§ Stored data entries
______________________________
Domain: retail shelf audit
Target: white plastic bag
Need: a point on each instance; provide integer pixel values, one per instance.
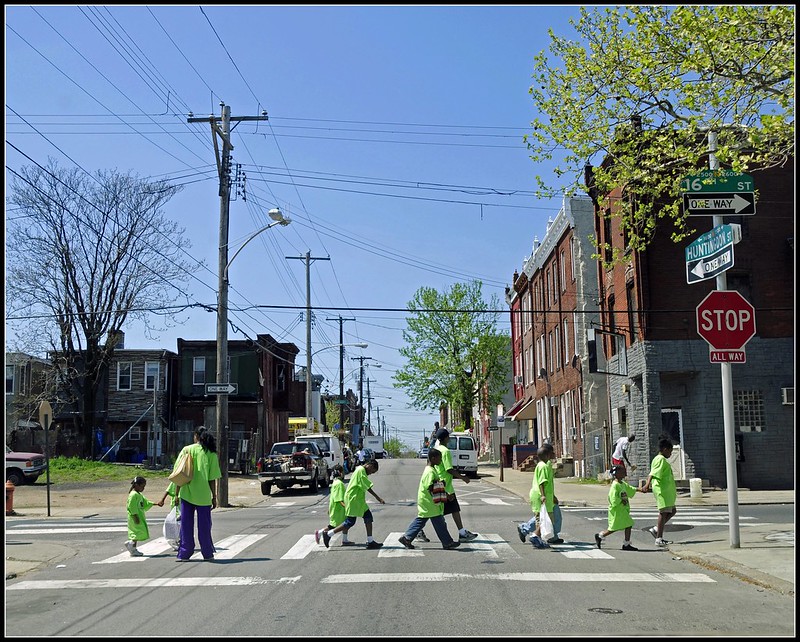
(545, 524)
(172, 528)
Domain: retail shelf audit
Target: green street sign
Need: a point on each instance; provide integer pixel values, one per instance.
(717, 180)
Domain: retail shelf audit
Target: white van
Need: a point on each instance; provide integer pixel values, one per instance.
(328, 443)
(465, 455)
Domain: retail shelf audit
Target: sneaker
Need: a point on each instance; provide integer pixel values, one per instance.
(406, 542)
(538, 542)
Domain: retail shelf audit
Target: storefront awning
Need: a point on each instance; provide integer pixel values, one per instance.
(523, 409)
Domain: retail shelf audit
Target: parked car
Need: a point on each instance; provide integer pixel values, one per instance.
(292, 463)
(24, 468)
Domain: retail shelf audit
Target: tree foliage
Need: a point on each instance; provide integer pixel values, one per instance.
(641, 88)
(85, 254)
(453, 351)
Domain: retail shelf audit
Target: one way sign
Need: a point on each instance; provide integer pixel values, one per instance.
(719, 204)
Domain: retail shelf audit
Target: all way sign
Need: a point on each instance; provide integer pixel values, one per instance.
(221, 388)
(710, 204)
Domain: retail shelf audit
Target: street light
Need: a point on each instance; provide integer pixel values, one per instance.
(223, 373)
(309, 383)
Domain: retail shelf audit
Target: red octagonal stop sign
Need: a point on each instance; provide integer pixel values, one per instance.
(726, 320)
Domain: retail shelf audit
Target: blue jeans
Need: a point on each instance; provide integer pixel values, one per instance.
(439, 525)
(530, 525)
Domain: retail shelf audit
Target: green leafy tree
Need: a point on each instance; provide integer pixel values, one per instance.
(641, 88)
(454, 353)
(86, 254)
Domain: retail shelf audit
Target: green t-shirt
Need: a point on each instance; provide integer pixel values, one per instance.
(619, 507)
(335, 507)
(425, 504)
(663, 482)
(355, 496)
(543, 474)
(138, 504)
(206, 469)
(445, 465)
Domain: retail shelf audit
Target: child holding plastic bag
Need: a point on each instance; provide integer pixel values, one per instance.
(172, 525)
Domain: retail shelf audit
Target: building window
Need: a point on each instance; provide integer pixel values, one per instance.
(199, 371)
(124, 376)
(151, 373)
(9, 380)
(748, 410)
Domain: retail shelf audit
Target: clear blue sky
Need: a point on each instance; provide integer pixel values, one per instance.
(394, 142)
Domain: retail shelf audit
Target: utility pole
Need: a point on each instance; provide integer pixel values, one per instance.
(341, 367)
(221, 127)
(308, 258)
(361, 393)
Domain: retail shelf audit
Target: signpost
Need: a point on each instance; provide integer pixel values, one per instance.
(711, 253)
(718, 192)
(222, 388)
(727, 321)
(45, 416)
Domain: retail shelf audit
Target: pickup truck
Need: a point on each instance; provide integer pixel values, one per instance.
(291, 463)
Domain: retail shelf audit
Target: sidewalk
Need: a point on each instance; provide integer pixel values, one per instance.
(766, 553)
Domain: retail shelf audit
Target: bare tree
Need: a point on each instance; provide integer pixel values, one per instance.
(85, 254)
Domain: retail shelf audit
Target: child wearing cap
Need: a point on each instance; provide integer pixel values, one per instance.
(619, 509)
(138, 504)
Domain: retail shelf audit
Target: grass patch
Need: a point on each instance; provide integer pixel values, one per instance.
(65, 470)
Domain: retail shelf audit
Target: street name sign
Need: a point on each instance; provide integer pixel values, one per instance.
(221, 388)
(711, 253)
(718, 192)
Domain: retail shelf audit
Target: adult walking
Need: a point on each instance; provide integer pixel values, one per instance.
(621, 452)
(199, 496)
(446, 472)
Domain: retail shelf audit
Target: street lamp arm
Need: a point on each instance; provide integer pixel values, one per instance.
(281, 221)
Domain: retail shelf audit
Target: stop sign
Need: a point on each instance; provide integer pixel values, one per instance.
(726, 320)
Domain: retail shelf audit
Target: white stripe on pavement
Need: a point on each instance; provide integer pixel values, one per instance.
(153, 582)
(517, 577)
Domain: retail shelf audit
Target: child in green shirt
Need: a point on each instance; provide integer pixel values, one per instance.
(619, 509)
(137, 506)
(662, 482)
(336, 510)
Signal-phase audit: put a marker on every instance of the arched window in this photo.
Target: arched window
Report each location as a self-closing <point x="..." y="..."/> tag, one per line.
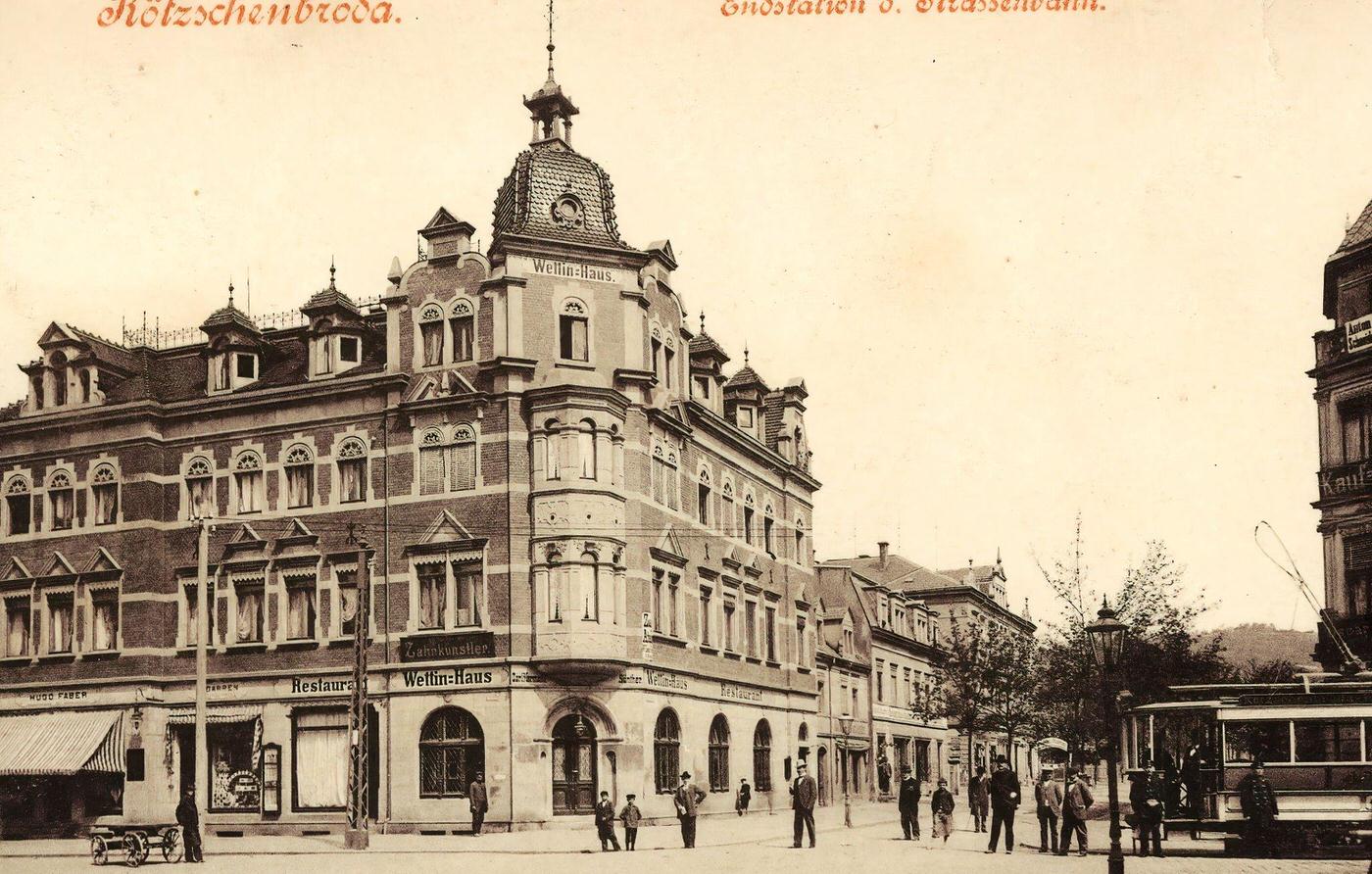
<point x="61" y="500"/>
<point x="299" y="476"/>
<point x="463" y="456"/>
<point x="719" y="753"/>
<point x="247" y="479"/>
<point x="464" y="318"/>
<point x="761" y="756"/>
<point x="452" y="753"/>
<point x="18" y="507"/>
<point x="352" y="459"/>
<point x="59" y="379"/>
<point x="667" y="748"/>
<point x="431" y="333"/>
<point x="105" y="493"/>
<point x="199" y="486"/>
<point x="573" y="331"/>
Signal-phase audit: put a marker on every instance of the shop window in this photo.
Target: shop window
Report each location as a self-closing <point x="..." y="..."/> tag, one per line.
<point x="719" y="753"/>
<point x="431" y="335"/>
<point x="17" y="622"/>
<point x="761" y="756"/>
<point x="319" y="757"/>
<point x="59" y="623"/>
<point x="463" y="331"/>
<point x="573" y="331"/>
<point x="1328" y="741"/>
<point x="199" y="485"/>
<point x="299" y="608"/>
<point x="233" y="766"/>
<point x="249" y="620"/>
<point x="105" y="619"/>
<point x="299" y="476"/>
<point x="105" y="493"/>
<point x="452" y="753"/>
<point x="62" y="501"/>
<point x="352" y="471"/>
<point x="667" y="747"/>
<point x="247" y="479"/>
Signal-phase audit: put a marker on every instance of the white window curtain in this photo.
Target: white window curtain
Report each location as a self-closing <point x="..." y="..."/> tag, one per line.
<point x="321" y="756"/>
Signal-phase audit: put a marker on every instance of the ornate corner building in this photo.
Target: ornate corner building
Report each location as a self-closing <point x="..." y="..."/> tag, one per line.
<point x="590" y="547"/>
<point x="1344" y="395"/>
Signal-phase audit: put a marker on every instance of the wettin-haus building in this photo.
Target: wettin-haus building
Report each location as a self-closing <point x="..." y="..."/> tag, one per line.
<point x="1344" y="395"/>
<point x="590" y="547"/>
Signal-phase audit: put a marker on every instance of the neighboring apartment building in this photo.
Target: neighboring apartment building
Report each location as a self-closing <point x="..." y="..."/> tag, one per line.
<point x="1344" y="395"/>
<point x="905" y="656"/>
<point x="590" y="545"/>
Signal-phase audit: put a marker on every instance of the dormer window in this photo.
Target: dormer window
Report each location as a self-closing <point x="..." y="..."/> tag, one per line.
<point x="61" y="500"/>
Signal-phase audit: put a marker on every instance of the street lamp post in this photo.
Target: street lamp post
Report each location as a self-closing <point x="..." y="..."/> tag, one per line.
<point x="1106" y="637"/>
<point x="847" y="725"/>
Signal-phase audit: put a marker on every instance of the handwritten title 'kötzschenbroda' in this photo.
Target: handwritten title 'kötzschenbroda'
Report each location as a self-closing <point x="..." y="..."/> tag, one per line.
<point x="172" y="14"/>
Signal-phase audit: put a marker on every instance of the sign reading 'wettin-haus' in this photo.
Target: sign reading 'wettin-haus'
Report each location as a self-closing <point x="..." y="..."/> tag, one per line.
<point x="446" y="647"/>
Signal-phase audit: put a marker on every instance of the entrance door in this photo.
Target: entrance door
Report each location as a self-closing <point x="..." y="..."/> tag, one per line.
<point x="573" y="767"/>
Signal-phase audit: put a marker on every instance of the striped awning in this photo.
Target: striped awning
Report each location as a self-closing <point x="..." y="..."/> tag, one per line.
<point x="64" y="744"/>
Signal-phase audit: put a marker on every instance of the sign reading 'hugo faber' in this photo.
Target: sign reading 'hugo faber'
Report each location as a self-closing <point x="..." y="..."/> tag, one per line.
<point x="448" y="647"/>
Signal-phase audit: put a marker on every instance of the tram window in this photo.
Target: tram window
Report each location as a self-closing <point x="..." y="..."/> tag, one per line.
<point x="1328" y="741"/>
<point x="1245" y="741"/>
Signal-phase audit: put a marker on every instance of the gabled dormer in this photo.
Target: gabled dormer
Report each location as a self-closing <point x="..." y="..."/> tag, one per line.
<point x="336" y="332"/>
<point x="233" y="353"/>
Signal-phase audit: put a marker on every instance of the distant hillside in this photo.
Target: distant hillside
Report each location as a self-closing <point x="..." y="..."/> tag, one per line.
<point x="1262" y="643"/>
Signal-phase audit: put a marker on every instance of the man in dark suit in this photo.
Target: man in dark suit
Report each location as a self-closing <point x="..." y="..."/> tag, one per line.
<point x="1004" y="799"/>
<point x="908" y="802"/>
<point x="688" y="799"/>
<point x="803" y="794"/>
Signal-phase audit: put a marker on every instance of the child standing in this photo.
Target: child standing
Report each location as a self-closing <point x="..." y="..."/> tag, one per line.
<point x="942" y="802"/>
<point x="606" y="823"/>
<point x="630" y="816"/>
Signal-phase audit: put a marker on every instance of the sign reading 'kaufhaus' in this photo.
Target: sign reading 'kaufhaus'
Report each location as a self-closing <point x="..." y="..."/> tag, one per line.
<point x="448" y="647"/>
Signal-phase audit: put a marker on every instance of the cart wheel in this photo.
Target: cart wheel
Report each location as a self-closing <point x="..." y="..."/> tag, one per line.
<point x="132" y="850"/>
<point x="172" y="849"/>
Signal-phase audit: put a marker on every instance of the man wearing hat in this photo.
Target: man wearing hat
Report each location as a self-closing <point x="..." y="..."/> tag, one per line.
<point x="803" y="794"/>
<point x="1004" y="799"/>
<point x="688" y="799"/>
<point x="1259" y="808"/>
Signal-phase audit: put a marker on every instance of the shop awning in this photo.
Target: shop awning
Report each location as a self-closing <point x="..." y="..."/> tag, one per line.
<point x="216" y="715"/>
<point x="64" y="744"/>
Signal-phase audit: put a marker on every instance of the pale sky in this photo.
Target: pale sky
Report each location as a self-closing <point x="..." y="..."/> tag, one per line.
______________________________
§ WORK ORDER
Please output exactly the lines between the one holding "Target: adult walking" and the one holding "Target: white stripe on pavement" in the records above, inclusive, and nothing more.

§ RESPONSE TO THE EXERCISE
Target: adult walking
Need: a point on each instance; provide integer pixel values, one per instance.
(621, 452)
(199, 496)
(446, 472)
Domain: retail shelf audit
Target: street lamp arm
Need: a point on each instance; provide integer pixel values, one per instance.
(281, 221)
Domain: retail shelf audit
Target: stop sign
Need: a point on each instance; provide integer pixel values, one per instance.
(726, 320)
Domain: retail shelf audit
Target: white stripe on pavement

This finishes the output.